Start ITEMS

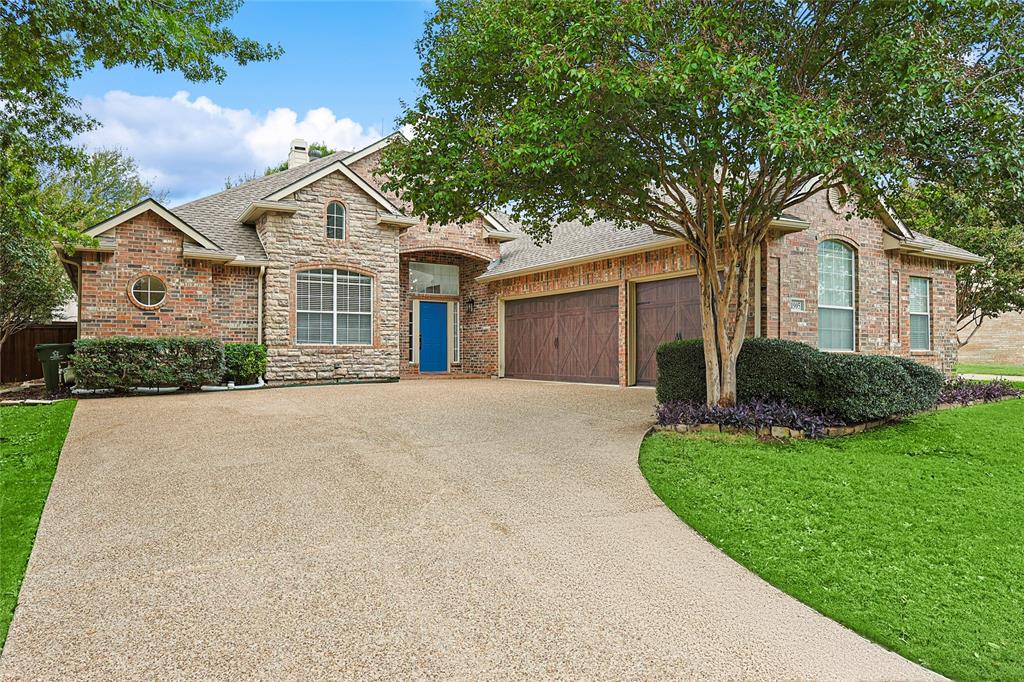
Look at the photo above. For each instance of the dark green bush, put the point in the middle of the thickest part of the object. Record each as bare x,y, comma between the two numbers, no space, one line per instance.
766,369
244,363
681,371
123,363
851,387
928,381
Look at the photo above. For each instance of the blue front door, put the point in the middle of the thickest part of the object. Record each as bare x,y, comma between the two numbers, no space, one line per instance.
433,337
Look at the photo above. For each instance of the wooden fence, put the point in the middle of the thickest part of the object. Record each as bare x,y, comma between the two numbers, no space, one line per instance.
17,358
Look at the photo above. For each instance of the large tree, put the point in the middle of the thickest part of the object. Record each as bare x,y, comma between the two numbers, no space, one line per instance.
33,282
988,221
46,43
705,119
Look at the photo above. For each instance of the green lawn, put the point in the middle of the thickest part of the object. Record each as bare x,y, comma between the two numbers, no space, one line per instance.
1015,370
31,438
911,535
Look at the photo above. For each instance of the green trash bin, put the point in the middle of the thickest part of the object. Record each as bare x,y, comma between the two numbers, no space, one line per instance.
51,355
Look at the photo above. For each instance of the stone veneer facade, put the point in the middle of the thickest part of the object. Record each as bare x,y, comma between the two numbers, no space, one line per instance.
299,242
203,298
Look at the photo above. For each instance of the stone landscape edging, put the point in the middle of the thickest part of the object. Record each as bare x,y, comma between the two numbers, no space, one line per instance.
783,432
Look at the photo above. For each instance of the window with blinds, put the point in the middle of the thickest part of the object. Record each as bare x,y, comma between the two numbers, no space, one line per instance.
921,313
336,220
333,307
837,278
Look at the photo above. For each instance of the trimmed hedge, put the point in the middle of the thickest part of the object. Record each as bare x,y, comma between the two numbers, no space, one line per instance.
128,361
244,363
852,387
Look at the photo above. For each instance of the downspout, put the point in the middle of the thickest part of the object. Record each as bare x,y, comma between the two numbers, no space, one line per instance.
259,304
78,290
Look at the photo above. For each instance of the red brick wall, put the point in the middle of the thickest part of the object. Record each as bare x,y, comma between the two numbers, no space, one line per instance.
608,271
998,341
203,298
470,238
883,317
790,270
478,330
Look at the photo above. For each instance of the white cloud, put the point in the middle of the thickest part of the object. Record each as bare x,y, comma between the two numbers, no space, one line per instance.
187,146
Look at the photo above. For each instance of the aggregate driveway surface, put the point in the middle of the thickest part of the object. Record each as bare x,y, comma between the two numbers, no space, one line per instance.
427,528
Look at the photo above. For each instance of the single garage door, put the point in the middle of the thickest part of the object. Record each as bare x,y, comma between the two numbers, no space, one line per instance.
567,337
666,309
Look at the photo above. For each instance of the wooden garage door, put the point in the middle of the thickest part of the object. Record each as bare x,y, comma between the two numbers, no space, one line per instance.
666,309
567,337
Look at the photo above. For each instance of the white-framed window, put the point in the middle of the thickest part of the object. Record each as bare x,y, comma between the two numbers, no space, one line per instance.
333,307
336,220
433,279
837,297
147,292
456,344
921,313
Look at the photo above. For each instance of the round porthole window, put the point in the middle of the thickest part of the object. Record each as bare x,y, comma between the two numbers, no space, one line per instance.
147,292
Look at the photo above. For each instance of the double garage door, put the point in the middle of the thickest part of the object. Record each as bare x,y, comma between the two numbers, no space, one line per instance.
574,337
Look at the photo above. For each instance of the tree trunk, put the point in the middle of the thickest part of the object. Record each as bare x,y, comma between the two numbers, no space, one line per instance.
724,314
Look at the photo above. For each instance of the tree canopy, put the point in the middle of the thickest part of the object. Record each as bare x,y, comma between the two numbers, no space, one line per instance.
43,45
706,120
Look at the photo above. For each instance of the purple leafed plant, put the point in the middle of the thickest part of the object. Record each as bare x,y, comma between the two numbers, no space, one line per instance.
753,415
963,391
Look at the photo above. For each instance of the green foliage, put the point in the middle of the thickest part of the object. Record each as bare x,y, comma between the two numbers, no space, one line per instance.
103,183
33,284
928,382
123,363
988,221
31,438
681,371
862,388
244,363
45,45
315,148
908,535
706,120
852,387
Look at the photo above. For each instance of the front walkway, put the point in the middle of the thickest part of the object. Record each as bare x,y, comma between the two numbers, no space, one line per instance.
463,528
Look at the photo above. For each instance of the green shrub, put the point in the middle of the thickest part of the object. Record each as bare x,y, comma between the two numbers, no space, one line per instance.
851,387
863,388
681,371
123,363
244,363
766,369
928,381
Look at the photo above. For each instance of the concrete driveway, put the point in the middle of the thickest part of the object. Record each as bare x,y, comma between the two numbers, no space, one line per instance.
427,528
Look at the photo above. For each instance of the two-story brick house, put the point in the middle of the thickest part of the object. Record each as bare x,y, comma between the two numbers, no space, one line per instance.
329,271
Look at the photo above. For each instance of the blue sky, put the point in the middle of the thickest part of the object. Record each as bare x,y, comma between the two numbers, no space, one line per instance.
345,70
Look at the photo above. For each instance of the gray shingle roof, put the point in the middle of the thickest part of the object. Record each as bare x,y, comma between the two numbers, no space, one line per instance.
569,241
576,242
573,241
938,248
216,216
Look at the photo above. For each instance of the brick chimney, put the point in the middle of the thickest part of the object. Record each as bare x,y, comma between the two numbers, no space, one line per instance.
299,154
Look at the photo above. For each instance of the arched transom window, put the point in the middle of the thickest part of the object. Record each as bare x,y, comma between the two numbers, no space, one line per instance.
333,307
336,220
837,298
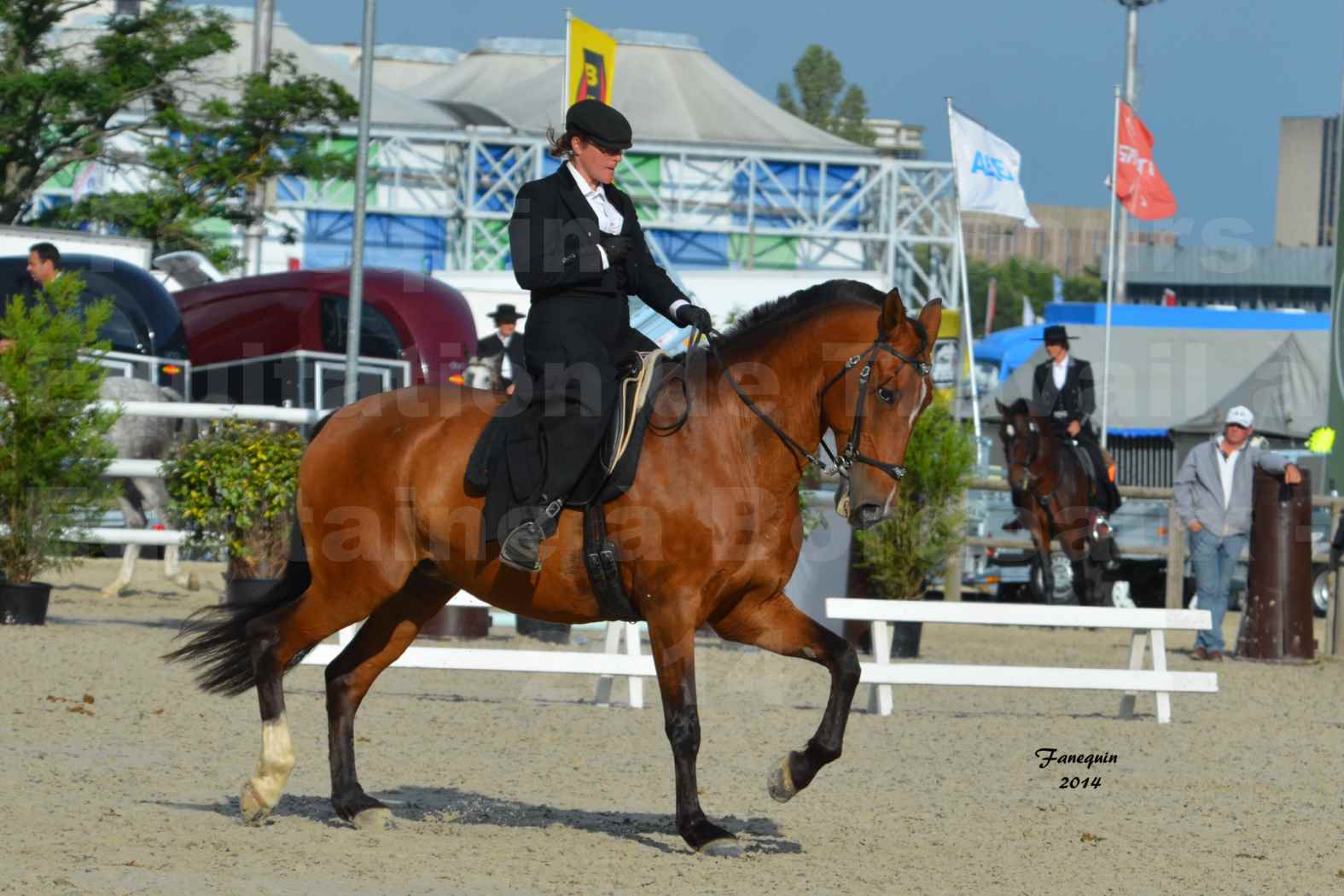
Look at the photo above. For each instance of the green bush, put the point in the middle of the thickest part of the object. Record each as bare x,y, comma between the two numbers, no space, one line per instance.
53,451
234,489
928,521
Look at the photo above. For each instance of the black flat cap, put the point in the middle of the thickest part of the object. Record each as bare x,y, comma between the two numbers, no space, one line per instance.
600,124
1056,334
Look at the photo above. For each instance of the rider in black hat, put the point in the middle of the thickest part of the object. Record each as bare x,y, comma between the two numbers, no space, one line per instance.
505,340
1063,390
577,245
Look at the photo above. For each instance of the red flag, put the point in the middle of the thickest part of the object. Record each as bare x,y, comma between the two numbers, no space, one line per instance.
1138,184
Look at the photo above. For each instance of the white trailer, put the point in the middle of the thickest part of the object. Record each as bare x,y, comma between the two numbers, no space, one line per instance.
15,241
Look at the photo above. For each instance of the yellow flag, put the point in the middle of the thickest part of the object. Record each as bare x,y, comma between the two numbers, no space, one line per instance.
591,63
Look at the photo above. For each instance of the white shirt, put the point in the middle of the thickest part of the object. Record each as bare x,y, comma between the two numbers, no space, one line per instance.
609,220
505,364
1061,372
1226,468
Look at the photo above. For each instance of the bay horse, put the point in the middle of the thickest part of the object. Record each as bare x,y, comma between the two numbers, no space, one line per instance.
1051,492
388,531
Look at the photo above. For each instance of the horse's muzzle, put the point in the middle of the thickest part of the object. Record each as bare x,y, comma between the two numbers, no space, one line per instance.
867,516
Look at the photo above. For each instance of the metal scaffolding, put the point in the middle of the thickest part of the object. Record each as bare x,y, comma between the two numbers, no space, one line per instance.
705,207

End ITEMS
Start ITEMS

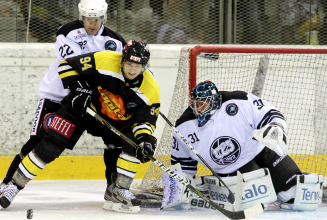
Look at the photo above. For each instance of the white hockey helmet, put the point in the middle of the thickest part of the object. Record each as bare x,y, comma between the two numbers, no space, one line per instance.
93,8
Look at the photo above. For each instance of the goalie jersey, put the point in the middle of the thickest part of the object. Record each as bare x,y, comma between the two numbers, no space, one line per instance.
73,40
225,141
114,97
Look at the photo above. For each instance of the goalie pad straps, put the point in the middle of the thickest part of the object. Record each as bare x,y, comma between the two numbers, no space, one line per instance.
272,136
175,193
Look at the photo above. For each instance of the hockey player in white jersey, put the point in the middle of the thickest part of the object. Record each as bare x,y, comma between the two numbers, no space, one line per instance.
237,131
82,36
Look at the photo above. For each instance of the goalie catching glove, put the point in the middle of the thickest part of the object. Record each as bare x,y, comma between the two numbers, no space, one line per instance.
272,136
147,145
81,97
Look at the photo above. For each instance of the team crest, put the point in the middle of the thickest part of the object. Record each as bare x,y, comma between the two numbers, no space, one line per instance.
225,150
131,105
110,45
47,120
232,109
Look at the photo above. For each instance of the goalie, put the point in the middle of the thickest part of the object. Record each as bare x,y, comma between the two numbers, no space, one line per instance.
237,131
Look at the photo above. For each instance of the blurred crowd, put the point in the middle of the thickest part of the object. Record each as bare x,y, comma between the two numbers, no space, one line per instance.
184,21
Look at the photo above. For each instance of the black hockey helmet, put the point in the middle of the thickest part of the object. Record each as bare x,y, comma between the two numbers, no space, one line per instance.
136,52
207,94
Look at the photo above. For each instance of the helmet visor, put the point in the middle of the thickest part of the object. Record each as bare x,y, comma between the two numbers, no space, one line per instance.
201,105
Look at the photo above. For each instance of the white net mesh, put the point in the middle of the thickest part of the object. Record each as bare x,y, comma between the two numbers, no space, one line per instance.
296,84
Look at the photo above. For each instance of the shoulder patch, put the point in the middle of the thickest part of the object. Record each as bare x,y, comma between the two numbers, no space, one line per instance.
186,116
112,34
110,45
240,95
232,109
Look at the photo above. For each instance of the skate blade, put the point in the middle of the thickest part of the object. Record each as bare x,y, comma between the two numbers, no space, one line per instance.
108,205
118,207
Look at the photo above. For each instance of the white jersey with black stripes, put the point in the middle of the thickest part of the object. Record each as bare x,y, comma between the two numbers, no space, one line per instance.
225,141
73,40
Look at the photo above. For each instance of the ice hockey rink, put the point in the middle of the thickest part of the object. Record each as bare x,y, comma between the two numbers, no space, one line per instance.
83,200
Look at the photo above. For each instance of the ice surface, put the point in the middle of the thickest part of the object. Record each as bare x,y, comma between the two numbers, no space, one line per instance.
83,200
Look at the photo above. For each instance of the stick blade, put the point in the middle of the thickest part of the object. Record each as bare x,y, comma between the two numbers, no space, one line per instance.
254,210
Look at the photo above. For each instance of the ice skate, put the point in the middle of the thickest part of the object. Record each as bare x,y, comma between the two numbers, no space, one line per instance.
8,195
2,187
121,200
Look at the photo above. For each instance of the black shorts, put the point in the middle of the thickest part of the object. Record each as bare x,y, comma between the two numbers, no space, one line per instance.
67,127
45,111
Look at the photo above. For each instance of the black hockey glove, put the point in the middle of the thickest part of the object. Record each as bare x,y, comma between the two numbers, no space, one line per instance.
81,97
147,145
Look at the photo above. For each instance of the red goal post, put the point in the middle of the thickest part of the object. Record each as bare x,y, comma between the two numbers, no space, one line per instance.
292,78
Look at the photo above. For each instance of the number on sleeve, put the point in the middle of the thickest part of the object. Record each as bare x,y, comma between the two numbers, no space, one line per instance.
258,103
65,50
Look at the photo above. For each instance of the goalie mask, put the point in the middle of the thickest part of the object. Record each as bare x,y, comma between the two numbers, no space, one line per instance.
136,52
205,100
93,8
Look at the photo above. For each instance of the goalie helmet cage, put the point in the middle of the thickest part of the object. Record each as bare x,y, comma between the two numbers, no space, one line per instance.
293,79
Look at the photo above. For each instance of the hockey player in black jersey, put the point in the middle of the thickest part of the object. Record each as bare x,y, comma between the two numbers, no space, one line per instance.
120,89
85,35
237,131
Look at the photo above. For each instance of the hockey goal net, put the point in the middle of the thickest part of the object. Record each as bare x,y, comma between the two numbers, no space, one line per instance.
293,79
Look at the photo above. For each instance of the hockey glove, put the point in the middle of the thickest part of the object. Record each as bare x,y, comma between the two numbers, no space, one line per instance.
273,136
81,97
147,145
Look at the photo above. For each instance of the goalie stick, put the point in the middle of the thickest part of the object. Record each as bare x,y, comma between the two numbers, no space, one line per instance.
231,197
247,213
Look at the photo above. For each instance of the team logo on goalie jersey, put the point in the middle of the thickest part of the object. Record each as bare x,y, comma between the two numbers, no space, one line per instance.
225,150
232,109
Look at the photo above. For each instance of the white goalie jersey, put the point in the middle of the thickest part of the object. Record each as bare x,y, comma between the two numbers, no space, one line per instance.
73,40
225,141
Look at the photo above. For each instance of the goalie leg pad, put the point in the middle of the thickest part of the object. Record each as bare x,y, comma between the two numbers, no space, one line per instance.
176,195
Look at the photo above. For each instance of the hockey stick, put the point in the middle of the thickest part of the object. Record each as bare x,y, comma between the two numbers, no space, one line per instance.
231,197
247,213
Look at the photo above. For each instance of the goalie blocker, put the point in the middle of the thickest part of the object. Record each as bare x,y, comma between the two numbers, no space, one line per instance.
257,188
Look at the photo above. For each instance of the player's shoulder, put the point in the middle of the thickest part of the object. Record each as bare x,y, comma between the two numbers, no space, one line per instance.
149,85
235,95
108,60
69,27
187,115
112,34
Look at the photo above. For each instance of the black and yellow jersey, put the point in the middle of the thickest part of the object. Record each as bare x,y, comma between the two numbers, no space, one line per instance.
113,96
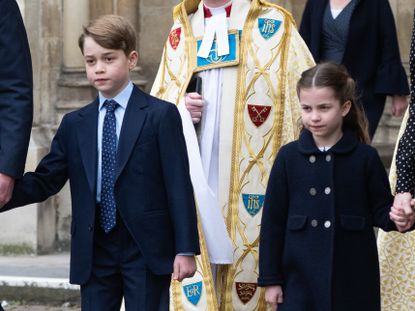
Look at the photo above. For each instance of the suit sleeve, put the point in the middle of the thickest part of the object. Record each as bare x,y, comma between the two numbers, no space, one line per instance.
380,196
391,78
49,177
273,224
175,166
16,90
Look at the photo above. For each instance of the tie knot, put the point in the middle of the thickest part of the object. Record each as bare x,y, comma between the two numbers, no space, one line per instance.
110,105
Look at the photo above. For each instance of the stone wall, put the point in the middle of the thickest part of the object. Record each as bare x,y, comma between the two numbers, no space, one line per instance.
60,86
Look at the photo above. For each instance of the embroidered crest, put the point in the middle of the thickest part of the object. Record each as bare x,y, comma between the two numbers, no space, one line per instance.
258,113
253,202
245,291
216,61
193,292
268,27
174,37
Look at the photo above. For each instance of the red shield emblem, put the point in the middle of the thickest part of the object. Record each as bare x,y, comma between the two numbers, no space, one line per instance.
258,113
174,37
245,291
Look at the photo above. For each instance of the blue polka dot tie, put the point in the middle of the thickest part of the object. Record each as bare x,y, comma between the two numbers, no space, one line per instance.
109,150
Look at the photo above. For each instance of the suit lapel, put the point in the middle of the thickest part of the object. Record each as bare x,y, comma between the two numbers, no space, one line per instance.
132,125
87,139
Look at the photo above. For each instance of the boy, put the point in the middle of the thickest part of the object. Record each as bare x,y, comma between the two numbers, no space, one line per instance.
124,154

End ITEMS

REQUEST:
Please count the lines of the data above that contain the word "shoulder" and give only the number.

WRITTEN SOLUTION:
2